[SELECTED PASSAGE start]

Members of this, or any community have every right to criticize the positions of our elected officials. That’s something taught in a grade school civics class, an essential cornerstone of our American democracy.

You don’t get elected to public office and become immediately infallible and immune to questioning. The Town Board and supervisor are elected officials with a duty to serve the community. That means actively listening to the concerns of every community member, especially when they bring those concerns to a public forum such as a Town Board meeting.

That is the essence of a democratic government. To watch board members immediately turn around and demean and disrespect those community members, while many of them were still on the Zoom call, sickens me to my core. This kind of bullying has no place in our government. Board members should hold themselves to at least a standard of decency and respect.
I can understand their outrage at insinuations of wrongdoing; anyone would share that sentiment. However, outrage doesn’t dispel the feeling that something untoward is happening. When such allegations like this are leveled against elected officials, the burden of proof is on them. There’s a reason Presidents put their business interests in blind trusts, and judges recuse themselves from cases on occasion: not because they would do anything wrong, but to reassure the public that their actions are unbiased by personal interest.

A Town Board meeting is intended to be an open and honest discourse between elected representatives and the people they represent. It is the responsibility of those representatives to prove to their constituents that they are acting in the best interests of the community.

[SELECTED PASSAGE end]
[DATA SECTION start]

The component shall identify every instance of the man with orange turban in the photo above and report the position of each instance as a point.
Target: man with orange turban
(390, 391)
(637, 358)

[DATA SECTION end]

WHAT THIS EXERCISE ASKS →
1 > Answer these about the Town Board letter, one line each:
(a) In what setting does the letter say the right to criticize elected officials is taught?
(b) Which two examples does it give of officials acting to reassure the public?
(c) What does it say a Town Board meeting is intended to be?
2 > Update the Town Board letter by writing out the passage starting at "Members of this, or" and ending at "our American democracy.", with "civics class" changed to "social studies class".
3 > In one to three sentences, explain why the Town Board letter says Presidents use blind trusts and judges sometimes recuse themselves.

RESPONSES FOR EACH TASK →
1 >
(a) In a grade school civics class.
(b) Presidents putting their business interests in blind trusts, and judges recusing themselves from cases on occasion.
(c) An open and honest discourse between elected representatives and the people they represent.

2 >
Members of this, or any community have every right to criticize the positions of our elected officials. That’s something taught in a grade school social studies class, an essential cornerstone of our American democracy.

3 > The letter says they do it not because they would do anything wrong. They do it to reassure the public that their actions are unbiased by personal interest.